[MATERIAL TO PROCESS — start]

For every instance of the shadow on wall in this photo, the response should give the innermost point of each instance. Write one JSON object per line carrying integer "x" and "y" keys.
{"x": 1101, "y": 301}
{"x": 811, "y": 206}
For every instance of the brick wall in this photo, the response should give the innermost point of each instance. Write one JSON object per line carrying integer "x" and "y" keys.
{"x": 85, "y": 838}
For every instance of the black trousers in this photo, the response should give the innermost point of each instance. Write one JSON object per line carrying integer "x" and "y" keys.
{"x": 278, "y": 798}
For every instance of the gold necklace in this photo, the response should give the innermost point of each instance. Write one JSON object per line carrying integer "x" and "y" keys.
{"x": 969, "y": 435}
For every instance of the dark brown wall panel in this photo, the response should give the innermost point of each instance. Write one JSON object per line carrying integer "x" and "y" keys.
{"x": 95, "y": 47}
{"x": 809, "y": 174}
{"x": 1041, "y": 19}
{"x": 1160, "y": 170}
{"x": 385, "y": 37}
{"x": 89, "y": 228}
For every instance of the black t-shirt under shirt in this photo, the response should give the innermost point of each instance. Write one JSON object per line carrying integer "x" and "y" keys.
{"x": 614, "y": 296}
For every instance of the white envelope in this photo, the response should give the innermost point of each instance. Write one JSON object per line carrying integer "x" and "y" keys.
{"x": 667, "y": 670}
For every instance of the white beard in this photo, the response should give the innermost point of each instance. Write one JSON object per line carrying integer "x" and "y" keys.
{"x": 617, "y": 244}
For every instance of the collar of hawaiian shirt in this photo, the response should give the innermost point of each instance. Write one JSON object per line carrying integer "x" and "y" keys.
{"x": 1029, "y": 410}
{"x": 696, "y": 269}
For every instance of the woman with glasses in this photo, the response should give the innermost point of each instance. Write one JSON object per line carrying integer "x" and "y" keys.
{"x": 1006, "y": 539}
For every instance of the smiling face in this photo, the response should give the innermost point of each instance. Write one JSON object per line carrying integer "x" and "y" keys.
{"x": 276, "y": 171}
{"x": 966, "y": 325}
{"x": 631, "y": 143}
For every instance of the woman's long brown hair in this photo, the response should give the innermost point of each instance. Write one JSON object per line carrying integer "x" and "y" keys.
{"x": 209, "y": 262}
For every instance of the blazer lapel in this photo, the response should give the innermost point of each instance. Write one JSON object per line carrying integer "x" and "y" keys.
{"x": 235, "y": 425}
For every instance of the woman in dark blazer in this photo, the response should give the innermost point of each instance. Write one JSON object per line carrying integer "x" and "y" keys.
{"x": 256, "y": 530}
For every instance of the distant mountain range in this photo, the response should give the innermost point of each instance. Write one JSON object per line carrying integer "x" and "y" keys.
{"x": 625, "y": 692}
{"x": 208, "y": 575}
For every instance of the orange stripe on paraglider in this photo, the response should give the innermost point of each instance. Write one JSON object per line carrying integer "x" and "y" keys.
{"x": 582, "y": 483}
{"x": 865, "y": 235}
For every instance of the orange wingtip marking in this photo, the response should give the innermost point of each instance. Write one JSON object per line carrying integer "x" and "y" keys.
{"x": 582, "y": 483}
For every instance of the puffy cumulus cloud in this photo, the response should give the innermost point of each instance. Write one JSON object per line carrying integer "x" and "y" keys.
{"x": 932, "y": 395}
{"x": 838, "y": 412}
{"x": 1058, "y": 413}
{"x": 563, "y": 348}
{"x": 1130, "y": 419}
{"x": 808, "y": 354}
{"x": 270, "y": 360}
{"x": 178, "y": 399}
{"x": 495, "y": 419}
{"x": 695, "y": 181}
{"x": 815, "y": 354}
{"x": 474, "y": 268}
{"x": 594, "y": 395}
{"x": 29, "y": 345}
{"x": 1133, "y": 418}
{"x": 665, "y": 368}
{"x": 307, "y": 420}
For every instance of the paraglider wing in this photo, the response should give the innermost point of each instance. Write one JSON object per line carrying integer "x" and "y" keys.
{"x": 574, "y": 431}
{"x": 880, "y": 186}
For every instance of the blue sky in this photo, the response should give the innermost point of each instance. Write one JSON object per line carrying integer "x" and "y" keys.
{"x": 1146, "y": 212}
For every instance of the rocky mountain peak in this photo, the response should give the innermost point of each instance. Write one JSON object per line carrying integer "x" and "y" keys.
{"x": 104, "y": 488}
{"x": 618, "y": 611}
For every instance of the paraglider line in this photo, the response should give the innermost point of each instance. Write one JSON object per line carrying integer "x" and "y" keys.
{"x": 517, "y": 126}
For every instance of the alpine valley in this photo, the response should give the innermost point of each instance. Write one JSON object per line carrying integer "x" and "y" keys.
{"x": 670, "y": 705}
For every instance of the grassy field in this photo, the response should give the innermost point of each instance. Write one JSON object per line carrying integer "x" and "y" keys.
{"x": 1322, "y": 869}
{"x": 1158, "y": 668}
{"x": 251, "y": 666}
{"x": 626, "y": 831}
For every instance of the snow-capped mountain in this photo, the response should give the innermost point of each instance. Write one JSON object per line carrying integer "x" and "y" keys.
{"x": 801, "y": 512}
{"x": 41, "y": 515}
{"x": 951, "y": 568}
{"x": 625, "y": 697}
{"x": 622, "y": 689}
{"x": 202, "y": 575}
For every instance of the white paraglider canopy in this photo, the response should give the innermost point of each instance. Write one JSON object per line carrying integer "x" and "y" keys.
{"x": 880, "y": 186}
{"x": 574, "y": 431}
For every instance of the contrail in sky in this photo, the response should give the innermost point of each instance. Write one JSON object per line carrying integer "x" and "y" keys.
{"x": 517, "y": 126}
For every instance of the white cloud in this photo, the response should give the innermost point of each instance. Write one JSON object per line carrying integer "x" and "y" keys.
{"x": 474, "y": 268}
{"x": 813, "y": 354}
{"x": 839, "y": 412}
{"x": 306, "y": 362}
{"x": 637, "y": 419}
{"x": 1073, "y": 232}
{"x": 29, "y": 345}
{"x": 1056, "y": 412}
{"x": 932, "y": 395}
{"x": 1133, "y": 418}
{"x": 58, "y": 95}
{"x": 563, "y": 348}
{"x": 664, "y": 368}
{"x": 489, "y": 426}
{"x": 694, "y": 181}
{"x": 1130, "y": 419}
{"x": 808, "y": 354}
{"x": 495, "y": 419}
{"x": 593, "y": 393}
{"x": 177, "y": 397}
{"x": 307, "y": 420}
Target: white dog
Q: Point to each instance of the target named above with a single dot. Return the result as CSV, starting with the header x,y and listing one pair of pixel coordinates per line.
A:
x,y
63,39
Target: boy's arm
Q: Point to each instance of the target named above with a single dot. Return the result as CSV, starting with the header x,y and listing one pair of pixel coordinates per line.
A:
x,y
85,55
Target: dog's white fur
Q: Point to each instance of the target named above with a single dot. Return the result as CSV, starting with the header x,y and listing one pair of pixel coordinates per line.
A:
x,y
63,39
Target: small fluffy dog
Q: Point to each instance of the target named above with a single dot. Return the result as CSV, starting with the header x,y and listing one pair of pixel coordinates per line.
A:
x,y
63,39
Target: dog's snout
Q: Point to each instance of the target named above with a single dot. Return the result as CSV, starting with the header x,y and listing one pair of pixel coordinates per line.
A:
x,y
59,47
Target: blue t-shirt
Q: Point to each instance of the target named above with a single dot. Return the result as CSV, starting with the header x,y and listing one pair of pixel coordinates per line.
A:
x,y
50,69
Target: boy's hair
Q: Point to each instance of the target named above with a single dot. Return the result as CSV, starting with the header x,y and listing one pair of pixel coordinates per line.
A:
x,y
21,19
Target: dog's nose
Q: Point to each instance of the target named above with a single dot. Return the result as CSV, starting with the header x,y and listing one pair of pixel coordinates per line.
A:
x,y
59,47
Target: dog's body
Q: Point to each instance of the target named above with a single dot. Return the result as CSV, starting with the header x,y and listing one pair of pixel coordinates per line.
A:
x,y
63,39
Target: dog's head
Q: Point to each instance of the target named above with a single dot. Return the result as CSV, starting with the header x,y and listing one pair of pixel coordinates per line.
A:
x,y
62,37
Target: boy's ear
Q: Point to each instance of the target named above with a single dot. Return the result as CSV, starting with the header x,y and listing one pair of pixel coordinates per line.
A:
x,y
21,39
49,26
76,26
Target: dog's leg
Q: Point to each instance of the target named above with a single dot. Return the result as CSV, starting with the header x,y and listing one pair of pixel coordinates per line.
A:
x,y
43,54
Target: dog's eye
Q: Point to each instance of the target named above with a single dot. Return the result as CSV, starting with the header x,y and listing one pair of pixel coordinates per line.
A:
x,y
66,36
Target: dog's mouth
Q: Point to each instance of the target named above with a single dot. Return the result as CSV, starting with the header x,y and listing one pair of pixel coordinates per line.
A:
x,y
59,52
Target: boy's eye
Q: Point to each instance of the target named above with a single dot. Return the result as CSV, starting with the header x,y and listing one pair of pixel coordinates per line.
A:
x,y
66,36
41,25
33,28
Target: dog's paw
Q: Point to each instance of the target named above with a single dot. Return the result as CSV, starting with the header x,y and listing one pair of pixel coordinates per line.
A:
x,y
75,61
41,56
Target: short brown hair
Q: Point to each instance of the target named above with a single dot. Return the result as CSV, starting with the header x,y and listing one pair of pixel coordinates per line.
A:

[MATERIAL TO PROCESS — finish]

ACTIVITY :: In the material above, transcribe exactly the lines beginning at the one with "Target: boy's hair" and ending at the one with "Target: boy's ear", both included.

EXERCISE ANSWER ::
Target: boy's hair
Q: Point to each instance of the target named above with a single dot. Return the result as CSV, starting with the header x,y and listing one pair of pixel coordinates per line.
A:
x,y
21,19
Target: dog's nose
Q: Point to each instance of the target named above with a single dot. Return the result as CSV, starting with the header x,y and listing one pair of pixel coordinates per line.
A:
x,y
59,47
Target: dog's body
Q: Point to each instance of the target named above with a single dot. Return the result as CSV, starting with the header x,y and listing one pair of pixel coordinates per line.
A:
x,y
63,39
Target: dog's head
Q: Point to each instance of the target named above with a single dot. Return the result as CSV, starting with the header x,y and listing one pair of pixel coordinates per line.
A:
x,y
62,37
Target: boy's ear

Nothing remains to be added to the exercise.